RECORD SET Block Start
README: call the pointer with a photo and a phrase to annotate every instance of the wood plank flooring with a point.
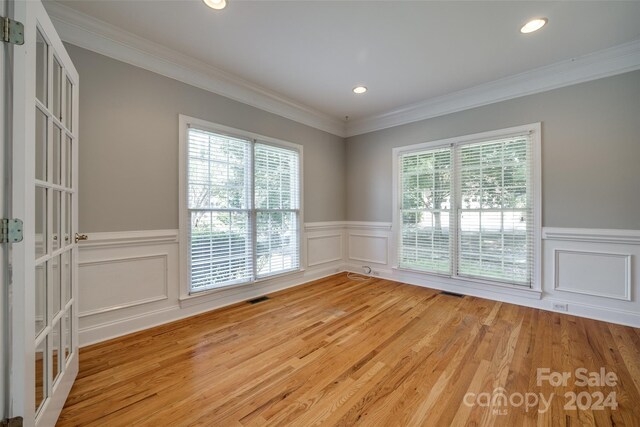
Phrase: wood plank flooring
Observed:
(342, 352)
RECORD SET Block End
RECORD SET Block Start
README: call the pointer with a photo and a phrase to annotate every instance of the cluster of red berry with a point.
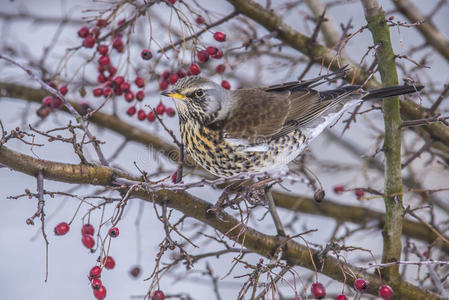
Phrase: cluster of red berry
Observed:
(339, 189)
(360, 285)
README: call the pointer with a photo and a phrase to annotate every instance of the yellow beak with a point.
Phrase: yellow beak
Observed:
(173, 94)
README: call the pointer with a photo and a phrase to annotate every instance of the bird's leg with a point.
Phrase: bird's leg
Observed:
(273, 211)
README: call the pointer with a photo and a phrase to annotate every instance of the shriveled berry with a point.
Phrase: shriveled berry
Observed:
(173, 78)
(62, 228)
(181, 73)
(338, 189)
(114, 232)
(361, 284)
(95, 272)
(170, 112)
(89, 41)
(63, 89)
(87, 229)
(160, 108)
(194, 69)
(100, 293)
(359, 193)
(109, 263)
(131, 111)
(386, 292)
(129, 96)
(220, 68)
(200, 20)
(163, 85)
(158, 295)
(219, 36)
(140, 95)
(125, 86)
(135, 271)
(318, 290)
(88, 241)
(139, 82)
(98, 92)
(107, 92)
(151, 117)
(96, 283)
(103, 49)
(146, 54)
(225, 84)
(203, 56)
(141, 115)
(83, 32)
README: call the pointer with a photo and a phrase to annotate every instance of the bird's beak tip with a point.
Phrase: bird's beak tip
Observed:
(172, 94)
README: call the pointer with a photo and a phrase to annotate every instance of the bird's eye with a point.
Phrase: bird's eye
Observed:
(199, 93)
RECORD SET Block End
■ **WHAT TO WORK ON**: Search the entries for the word "README", then list each line that holds it.

■ **SOLUTION**:
README: call the pointer with a photo and a phrase to annotate every instance of the wood plank flooring with a point.
README: call the pointer with a photo and a phrase to annotate every instance of the cluster of red berry with a point.
README: call the pointer with a photo and a phrase to annotate every instance of the yellow beak with a point.
README: call the pointer with a photo and a phrase to annotate every instance of the bird's leg with a point.
README: call the pointer with a photo and a phrase to annotate every instance of the shriveled berry with a point.
README: call the pointer with a photo and a phrase to annotate every instance of the bird's beak tip with a point.
README: call the pointer with a photo and a phrase to annotate every instance of the bird's eye with a point.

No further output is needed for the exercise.